EXERCISE REQUIREMENTS: Copy the material below word for word, keeping every line as it is.

INFORMATION SHOWN:
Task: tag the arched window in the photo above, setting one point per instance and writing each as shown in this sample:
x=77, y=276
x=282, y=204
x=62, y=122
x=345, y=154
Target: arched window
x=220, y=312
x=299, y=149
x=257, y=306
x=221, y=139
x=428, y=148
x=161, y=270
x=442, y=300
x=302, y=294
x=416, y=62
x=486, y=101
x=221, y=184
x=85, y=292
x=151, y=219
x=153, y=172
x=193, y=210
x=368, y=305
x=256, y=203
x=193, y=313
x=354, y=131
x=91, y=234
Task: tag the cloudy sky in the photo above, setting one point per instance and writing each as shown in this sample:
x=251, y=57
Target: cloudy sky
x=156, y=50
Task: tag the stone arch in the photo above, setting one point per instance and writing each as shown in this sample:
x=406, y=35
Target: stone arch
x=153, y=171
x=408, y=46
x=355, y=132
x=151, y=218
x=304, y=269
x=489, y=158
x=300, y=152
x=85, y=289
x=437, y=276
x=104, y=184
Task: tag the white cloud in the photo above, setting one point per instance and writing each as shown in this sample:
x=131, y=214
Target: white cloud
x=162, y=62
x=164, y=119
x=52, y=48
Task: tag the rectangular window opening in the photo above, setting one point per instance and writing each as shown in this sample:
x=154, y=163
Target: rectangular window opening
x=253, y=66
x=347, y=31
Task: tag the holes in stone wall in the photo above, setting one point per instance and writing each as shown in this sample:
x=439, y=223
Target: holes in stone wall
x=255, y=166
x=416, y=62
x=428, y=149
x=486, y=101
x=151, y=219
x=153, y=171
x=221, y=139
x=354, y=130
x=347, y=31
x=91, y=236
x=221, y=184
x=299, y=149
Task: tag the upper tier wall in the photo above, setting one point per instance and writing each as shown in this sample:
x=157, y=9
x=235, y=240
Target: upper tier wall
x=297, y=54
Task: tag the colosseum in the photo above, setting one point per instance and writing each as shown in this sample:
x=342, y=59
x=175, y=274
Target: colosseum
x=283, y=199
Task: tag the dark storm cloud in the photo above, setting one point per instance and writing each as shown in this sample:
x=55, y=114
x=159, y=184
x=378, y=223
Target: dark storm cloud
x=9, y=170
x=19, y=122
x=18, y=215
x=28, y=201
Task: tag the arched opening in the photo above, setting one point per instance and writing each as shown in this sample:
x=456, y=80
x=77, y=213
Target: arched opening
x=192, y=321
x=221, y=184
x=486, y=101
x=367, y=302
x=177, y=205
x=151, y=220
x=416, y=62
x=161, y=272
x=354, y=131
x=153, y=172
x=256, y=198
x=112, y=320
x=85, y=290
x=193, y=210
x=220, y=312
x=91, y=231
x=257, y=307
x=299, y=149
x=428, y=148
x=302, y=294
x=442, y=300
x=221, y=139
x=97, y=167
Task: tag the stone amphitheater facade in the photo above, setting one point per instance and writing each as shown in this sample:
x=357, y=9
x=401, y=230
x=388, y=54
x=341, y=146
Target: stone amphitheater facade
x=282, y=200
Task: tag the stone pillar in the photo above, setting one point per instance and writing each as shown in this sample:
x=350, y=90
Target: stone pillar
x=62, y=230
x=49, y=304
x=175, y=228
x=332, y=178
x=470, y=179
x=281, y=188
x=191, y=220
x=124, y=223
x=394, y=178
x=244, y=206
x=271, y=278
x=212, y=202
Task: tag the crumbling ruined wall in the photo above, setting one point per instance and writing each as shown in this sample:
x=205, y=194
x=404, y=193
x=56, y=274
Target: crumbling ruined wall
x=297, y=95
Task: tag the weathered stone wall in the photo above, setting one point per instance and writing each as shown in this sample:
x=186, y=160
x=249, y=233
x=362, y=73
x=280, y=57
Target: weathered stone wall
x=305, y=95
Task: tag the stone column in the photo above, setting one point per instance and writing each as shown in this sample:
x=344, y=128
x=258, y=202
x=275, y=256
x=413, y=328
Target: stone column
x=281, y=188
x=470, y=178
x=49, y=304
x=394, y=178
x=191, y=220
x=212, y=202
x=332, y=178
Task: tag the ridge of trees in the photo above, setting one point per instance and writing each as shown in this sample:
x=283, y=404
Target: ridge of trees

TASK RESPONSE:
Task: tag the arched window in the photo above, setting one point per instance and writing each as shown in this sample:
x=77, y=276
x=282, y=204
x=62, y=122
x=345, y=154
Target: arched window
x=220, y=312
x=299, y=149
x=257, y=306
x=221, y=139
x=428, y=148
x=161, y=270
x=442, y=300
x=302, y=294
x=416, y=62
x=486, y=101
x=221, y=184
x=85, y=292
x=151, y=219
x=153, y=172
x=193, y=210
x=368, y=305
x=256, y=203
x=193, y=313
x=354, y=131
x=91, y=234
Task: tag the cloudy sky in the photo above, setting one point per instance and writing each as shown in this sample:
x=251, y=57
Target: cloudy sky
x=156, y=50
Task: tag the stone arch in the photo above, setting one point per instance and writing each as shown in this sample:
x=406, y=35
Target: stone arch
x=153, y=171
x=408, y=46
x=355, y=132
x=151, y=218
x=304, y=269
x=489, y=158
x=300, y=152
x=85, y=289
x=437, y=276
x=104, y=184
Task: tag the white cloud in the photo above, setting one point per instance and writing each as shown in this sample:
x=131, y=214
Target: white cloud
x=162, y=62
x=164, y=119
x=52, y=48
Task: tag the rectangular window opening in the photo above, setting one point per instance and writing each as shown in this sample:
x=154, y=163
Target: rectangular window opening
x=253, y=66
x=347, y=31
Task: tag the holes in stone wall in the photo above, setting one point per instance and writing each as shown in this sample:
x=439, y=223
Target: holes in stone wall
x=255, y=166
x=416, y=62
x=428, y=149
x=486, y=101
x=151, y=219
x=153, y=171
x=221, y=139
x=354, y=130
x=347, y=31
x=91, y=236
x=221, y=184
x=299, y=149
Task: tag the upper tier wall in the photo above, setting one point per instance and writing each as shown in this sample:
x=157, y=9
x=235, y=240
Target: upper tier wall
x=297, y=54
Task: tag the colosseum in the photo above, setting one point per instance and writing each as shown in this sample:
x=342, y=59
x=175, y=274
Target: colosseum
x=283, y=199
Task: tag the dark storm cloud in the photo above, setting one point per instance and writing each as shown in this sample:
x=55, y=114
x=159, y=184
x=378, y=223
Target: dark storm cloud
x=9, y=170
x=19, y=122
x=18, y=215
x=28, y=201
Task: tag the arched opening in the photo above, setting one point per instance and writing each as shown in this sample:
x=456, y=80
x=77, y=213
Target: arched opening
x=192, y=321
x=221, y=184
x=486, y=101
x=367, y=302
x=177, y=205
x=151, y=220
x=416, y=62
x=161, y=272
x=354, y=131
x=153, y=172
x=256, y=198
x=112, y=320
x=85, y=290
x=193, y=210
x=220, y=312
x=91, y=231
x=257, y=307
x=299, y=149
x=428, y=148
x=302, y=294
x=442, y=300
x=221, y=139
x=97, y=167
Task: tag the stone amphitheater facade in the photo above, setting one point per instance and writing each as shown in this sample:
x=357, y=9
x=401, y=230
x=388, y=54
x=341, y=146
Target: stone amphitheater facade
x=282, y=200
Task: tag the stone pillar in the photo above, setting one point per instance and writing each as shown in this sample:
x=350, y=90
Target: stone pillar
x=62, y=230
x=49, y=304
x=175, y=228
x=332, y=178
x=470, y=179
x=281, y=188
x=191, y=220
x=124, y=223
x=394, y=178
x=244, y=206
x=271, y=278
x=212, y=202
Task: tag the crumbling ruined wall in the photo above, setting one point per instance and writing each as shown in this sample:
x=205, y=194
x=404, y=193
x=56, y=274
Target: crumbling ruined wall
x=297, y=95
Task: tag the weathered stone wall in the photo above, setting one point per instance and writing each as shown in this sample:
x=186, y=160
x=249, y=233
x=362, y=73
x=280, y=57
Target: weathered stone wall
x=305, y=95
Task: tag the stone column in the photo above, setting one point per instance and writing each as shown in this sample:
x=344, y=128
x=258, y=202
x=275, y=256
x=413, y=328
Target: stone column
x=281, y=188
x=470, y=178
x=49, y=304
x=394, y=178
x=191, y=220
x=212, y=202
x=332, y=178
Task: tag the ridge of trees in the photo above, setting one point per instance and writing each as shown in this sample:
x=283, y=404
Target: ridge of trees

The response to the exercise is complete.